* Tarea a realizar
Cita literalmente, del texto sobre el dolor que aparece a continuación, el tramo que va desde "La experiencia del" hasta "me tocaba entonces.".

* Página
Para una mente de suyo inquieta como la mía, y acostumbrada a ir de acá para allá, un parón en seco en plena carrera es una experiencia tan dolorosa que sólo se puede soportar si uno se permite vivirla de vez en cuando como insoportable.
En la intervención de un cambio de válvula que condujo a mi madre al coma, le sobrevino un ictus en el postoperatorio que le causó una hemiplejia en primer lugar. Parece ser que la sensación que afronta el paciente cuando le acontece esa brusca limitación es como si le hubieran partido por la mitad. Y algo parecido a eso, pero en el plano de la mente comenzaba yo a vivir entonces.
La experiencia del dolor es un misterio, inenarrable, por tanto. Por eso no merece la pena que intente describir la mía; al respecto sólo diré que sufrir es sufrir y que eso era lo que me tocaba entonces.
Los tres años siguientes supusieron el doloroso desmantelamiento de la estructura psicosocial que, con bastante esfuerzo, como todo el mundo, me había ido yo formando desde la niñez.
Cuando un edificio amenaza ruina, estorba, y en cuanto se puede se derriban sus tapias; luego se retiran los escombros y su lugar lo ocupa enseguida otra construcción. Ahí no hay vuelta de hoja. Solamente en el caso de edificios que tengan sólidos cimientos puede merecer la pena acometer la rehabilitación, y esto sucede pocas veces. En el caso de una persona, esos cimientos son la tradición de sus mayores. Y una tradición hecha a base de virtudes probadas en la adversidad, puede resistir.

Registros de datos:
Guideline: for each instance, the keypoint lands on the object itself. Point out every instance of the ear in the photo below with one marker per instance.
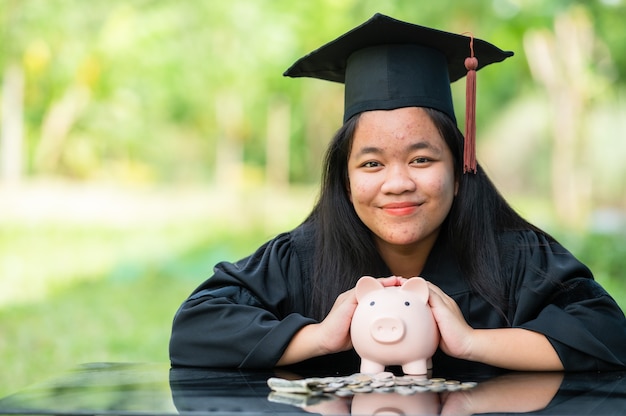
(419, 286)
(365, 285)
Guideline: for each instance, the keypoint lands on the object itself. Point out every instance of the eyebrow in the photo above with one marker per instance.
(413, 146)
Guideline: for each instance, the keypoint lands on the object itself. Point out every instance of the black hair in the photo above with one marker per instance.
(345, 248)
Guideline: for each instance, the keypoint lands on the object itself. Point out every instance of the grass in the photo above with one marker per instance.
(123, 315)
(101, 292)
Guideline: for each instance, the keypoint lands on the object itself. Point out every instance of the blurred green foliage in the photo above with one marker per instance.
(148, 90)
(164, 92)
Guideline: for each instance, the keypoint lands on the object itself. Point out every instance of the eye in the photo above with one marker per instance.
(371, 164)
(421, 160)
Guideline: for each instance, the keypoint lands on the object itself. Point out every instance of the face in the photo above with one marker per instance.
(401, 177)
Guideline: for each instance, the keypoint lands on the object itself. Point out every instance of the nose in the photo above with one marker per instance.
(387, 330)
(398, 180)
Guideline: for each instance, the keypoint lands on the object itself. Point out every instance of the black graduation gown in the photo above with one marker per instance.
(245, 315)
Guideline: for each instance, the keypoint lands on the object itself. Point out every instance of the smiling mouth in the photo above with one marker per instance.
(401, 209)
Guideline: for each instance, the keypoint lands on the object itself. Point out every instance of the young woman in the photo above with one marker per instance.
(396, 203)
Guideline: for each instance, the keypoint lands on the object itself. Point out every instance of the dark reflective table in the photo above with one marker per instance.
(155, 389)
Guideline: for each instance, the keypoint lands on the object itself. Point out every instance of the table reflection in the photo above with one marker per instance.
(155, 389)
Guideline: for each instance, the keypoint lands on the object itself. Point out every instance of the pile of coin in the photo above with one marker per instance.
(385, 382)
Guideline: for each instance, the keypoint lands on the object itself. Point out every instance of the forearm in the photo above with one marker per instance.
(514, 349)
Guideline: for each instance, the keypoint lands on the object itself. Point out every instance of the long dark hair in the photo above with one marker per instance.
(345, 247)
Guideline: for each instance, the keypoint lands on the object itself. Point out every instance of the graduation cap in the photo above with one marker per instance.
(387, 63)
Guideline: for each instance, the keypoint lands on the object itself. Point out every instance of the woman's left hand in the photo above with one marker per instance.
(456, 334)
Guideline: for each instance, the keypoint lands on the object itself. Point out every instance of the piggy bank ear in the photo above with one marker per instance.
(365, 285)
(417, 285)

* * *

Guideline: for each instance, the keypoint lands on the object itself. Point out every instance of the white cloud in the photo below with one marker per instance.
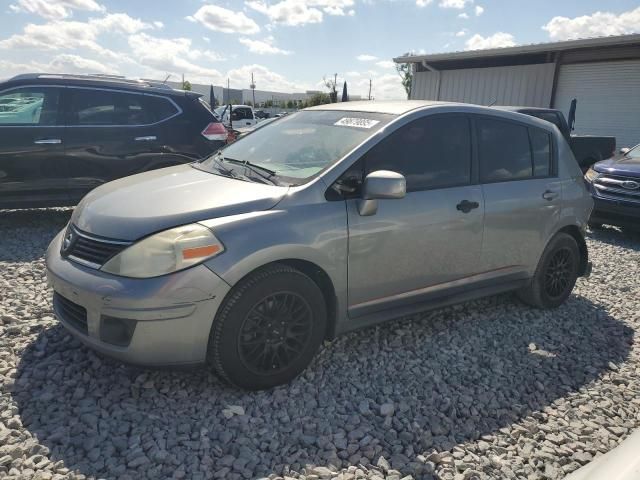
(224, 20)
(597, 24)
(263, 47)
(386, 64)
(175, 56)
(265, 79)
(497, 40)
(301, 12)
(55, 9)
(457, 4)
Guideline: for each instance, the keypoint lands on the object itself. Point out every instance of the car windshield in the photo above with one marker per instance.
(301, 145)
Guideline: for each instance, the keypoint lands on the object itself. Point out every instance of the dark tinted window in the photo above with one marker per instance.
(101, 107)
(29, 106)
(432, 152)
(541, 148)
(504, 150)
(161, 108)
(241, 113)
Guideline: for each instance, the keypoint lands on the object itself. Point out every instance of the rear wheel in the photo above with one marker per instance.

* * *

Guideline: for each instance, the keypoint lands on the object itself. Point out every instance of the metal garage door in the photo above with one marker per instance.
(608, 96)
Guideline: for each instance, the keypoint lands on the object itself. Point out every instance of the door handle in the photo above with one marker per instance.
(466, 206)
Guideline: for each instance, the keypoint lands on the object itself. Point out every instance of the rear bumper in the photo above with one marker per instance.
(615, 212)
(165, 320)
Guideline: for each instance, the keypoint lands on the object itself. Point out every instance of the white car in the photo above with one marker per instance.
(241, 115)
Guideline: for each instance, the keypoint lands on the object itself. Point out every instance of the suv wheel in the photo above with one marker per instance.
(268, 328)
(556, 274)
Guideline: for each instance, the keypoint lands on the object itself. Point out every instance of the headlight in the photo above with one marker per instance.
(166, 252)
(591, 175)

* Respuesta completa
La experiencia del dolor es un misterio, inenarrable, por tanto. Por eso no merece la pena que intente describir la mía; al respecto sólo diré que sufrir es sufrir y que eso era lo que me tocaba entonces.